◆ **WRITTEN EXERCISE**
Render the lines from the start of the records through the line containing "Provide the mask", both included, as a numbered list, and leave out any blank lines.

──────── DATA LISTING ────────

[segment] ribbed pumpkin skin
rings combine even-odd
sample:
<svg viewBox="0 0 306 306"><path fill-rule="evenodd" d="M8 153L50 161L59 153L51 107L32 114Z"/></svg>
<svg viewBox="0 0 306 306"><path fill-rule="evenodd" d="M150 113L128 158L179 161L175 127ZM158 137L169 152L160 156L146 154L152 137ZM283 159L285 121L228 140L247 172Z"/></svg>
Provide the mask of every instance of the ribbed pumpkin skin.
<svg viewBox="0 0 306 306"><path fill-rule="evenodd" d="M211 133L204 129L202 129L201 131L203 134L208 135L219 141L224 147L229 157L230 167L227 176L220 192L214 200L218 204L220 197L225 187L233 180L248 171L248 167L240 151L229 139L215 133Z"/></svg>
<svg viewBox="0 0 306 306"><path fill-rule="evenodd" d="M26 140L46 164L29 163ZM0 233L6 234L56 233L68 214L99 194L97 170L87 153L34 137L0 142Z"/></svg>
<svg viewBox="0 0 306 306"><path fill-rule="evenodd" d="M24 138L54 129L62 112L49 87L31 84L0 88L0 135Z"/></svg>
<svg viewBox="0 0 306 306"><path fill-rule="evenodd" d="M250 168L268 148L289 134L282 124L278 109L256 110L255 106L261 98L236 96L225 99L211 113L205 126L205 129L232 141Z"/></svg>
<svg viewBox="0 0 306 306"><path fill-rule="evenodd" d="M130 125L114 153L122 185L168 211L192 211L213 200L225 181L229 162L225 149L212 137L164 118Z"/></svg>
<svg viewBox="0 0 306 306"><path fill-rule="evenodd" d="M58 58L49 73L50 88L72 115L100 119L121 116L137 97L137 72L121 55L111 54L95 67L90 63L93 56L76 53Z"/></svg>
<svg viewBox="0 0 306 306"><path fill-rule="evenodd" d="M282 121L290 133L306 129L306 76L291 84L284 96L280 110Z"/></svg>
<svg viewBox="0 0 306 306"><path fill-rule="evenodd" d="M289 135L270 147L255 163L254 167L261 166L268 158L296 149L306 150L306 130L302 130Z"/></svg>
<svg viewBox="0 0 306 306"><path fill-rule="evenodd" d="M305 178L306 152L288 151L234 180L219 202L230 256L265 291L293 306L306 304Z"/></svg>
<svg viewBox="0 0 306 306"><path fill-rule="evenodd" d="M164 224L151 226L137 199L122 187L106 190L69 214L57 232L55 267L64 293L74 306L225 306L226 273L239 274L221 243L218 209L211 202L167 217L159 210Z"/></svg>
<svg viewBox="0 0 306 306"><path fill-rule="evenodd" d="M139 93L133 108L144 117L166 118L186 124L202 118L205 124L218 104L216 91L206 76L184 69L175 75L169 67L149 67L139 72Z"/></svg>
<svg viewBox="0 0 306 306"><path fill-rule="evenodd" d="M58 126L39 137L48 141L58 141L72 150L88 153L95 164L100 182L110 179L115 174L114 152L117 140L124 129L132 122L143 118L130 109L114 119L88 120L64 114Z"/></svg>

────────

◆ **WRITTEN REPLY**
1. [segment] ribbed pumpkin skin
2. rings combine even-odd
3. sample:
4. <svg viewBox="0 0 306 306"><path fill-rule="evenodd" d="M8 153L50 161L59 153L51 107L32 114Z"/></svg>
5. <svg viewBox="0 0 306 306"><path fill-rule="evenodd" d="M150 113L128 158L179 161L175 127ZM158 137L169 152L160 156L146 154L152 137ZM283 159L285 121L228 140L247 172Z"/></svg>
6. Provide the mask of every instance of the ribbed pumpkin skin.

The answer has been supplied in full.